─── Getoonde passage

21      Het interventieverzoek van ECIS is dus ontvankelijk.

 Gegrondheid van het interventieverzoek

 Argumenten van verzoekster tot interventie en van partijen

22      ECIS stelt te voldoen aan de voorwaarden voor het aan representatieve verenigingen toegekende interventierecht, zodat zij moet worden toegelaten tot interventie ter ondersteuning van de conclusies van de Commissie.

23      Microsoft betwist dit verzoek. Zij betwijfelt namelijk dat ECIS een representatieve vereniging vormt en voldoet aan alle voorwaarden voor het aan representatieve verenigingen toegekende interventierecht, zodat zij kan worden toegelaten tot interventie.

24      Volgens de Commissie kan ECIS worden toegelaten tot interventie.

 Beoordeling door de president

25      Volgens artikel 40, tweede alinea, van het Statuut van het Hof, dat krachtens artikel 53, eerste alinea, van dit Statuut van toepassing is op de procedure voor het Gerecht, is elke persoon die aannemelijk maakt belang te hebben bij de beslissing van een geding, met uitzondering van gedingen tussen lidstaten, tussen instellingen van de Gemeenschappen of tussen lidstaten enerzijds en instellingen van de Gemeenschappen anderzijds, gerechtigd in dit geding te interveniëren.

26      Een dergelijk belang hebben representatieve verenigingen die de behartiging van de belangen van hun leden tot doel hebben en verzoeken om toelating tot interventie in gedingen waarin principiële vragen die voor die leden van belang zijn, aan de orde komen. Deze ruime uitlegging van het interventierecht heeft tot doel, een betere beoordeling van de achtergrond van de zaken mogelijk te maken en grote aantallen individuele interventies, die de doeltreffendheid en het goede verloop van de procedure in gevaar zouden brengen, te verhinderen [beschikkingen president Hof van 17 juni 1997, National Power en PowerGen/British Coal en Commissie, C‑151/97 P(I) en C‑157/97 P(I), Jurispr. blz. I‑3491, punt 66, 28 september 1998, Pharos/Commissie, C‑151/98 P, Jurispr. blz. I‑5441, punt 6; en president van de Vierde kamer van het Gerecht van 9 maart 2005, Microsoft/Commissie, T‑201/04, niet gepubliceerd in de Jurisprudentie, punt 31].

──────

● **Schriftelijk verzoek A**:
Welke partij betwist volgens de getoonde passage het interventieverzoek van ECIS?
De tekst en de lijst staan volledig los van elkaar.

─── Gegevenslijst

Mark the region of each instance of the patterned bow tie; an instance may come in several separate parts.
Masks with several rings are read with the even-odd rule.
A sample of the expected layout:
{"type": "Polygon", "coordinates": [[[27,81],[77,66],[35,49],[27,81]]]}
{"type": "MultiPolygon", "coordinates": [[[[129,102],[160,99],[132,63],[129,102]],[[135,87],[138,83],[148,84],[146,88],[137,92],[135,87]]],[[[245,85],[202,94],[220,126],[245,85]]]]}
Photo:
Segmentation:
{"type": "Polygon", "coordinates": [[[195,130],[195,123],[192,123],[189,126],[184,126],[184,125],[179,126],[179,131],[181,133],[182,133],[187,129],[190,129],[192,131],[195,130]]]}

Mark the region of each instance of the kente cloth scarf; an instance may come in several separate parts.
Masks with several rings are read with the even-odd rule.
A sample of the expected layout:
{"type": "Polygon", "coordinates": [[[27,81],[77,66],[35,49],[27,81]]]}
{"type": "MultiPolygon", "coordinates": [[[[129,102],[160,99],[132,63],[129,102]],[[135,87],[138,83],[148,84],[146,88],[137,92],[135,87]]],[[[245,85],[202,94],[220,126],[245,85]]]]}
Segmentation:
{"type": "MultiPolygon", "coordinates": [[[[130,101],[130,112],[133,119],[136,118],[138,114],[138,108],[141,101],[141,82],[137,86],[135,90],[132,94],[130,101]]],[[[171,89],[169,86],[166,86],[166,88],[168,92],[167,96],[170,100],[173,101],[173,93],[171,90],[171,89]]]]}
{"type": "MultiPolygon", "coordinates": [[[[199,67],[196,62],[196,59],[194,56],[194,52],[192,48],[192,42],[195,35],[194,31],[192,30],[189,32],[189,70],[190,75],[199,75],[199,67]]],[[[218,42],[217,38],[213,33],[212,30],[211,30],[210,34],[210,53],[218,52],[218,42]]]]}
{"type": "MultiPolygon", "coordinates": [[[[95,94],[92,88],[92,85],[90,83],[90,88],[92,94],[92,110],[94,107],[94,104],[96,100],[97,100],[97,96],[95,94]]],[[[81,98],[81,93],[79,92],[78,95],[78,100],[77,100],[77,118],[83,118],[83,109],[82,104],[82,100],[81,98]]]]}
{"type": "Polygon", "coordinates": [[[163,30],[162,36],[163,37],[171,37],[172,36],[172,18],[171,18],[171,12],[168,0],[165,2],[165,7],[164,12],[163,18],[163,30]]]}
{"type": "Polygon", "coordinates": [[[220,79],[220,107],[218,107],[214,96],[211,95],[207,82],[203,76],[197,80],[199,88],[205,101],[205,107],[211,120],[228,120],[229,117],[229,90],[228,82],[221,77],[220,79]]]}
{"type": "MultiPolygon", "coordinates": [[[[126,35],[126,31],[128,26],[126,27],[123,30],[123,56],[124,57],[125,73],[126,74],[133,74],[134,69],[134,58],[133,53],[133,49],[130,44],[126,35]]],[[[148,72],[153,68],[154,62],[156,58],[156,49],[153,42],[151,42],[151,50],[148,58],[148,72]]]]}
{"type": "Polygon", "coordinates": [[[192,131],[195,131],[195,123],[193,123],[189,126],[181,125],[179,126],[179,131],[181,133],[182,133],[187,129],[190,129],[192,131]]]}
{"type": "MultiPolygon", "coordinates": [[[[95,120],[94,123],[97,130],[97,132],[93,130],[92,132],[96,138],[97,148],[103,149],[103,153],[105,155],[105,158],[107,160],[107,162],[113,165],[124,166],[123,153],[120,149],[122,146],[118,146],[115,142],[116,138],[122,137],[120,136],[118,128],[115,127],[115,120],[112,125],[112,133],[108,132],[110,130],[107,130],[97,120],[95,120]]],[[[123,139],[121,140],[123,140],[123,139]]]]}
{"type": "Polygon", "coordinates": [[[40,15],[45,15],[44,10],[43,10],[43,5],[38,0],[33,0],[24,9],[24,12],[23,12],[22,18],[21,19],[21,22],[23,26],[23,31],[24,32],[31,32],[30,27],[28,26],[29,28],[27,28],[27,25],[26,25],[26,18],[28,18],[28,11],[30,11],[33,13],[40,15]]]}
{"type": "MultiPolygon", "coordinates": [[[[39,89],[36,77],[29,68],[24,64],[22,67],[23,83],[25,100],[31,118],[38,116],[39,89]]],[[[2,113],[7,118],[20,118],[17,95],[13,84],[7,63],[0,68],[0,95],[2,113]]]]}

──────

● **Schriftelijk verzoek B**:
Tel hoeveel regels van de lijst de string "separate" bevatten en geef alleen dat getal. Houd daarbij rekening met hoofdletters en kleine letters.

● **Verwachte uitvoer A**:
Microsoft.

● **Verwachte uitvoer B**:
2